*Work instruction*:
An exact transcription of the entries is required, with none of the pictures carried over.

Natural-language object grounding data
Content starts

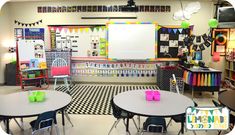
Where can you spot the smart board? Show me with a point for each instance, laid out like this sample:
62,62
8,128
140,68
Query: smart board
131,41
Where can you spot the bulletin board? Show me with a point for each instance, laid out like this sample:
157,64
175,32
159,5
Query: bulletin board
219,44
170,39
83,41
131,41
31,54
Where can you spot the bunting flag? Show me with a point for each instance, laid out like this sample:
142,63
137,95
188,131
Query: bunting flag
180,30
27,24
159,27
175,30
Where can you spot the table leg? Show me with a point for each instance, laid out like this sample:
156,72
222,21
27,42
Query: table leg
127,124
182,124
7,126
62,113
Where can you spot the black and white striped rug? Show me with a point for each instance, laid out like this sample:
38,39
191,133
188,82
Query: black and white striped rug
95,99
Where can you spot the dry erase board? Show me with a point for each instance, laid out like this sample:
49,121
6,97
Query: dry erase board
170,39
83,41
131,41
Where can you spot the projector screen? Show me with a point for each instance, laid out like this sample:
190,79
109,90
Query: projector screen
131,41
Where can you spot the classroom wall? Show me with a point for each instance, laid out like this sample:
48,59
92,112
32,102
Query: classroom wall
5,39
27,12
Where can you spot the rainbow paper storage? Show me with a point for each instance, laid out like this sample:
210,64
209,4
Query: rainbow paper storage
152,95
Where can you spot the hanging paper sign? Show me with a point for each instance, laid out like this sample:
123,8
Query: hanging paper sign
201,46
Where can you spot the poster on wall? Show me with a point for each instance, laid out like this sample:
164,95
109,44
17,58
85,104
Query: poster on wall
35,56
219,44
83,41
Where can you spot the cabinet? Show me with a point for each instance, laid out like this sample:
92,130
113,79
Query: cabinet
201,79
10,74
164,73
230,70
34,77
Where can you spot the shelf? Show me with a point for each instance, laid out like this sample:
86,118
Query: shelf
230,79
230,69
25,79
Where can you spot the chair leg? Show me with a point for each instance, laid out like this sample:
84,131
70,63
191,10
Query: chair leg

Content ends

*Final answer*:
Where can you spot the smart board? Show me with a point for each instance, laid out like this sample:
62,62
8,128
140,68
Query: smart board
131,41
Where can you spot the bulletin board? Show me with a point for each instance, laid out like this sample:
157,64
175,32
159,5
Query: bulletin board
219,44
170,39
83,41
131,41
31,54
Where can you spot the bunting flag? Show me with a point for each instance, laid out like this sample:
142,63
137,95
188,131
Query: bunting flag
180,30
27,24
159,27
175,30
Where can you spot the table leg? Show me with a point for each instance, laid out like this sample:
156,72
222,21
27,42
Query: table leg
127,124
182,124
7,126
62,113
Where can you spot the black and white striped rug? Show me with a point for each instance, laid out like this sample:
38,39
191,133
188,82
Query: black and white striped rug
95,99
Where can you spot the dry erase board? Show me with a point for each instance, laid out like this sample:
49,121
6,97
Query: dry erase board
170,39
83,41
131,41
Where can you spot the projector screen? Show me with a point for each instance, laid out like this sample:
190,79
109,90
Query: projector screen
131,41
Where can you spot the classroom wall? Show me with a point for each instance, laid out like this sample:
48,59
92,112
32,102
Query: classroom wall
5,39
27,12
Where can you spot the rainbow paper storage? Show me with a point for each instance, laid out like this sample:
210,64
209,4
Query: rainbow paper storage
152,95
Where can you spot the hanging paper sign? Show me with a point for each instance, laid out like this sample:
123,8
Query: hanging paper sign
201,46
Where can you spot the poster on wall? Show me with a point for each instance, laid out like this sample:
164,95
109,44
17,58
85,104
Query: poster on wall
35,56
219,44
83,41
Where can you spot the cabinet? Show me with a point for each instance, laid out like this sample:
92,130
113,79
Query: cabinet
201,79
10,74
164,73
230,70
34,77
Where can you spot the shelf? Show me with a point for each instance, laid out like this sample:
86,118
Query: shelf
230,79
230,69
25,79
Where can you spot the chair leg? Show me with a point for each instance, laid out like this sample:
84,131
70,63
191,10
Query: chair leg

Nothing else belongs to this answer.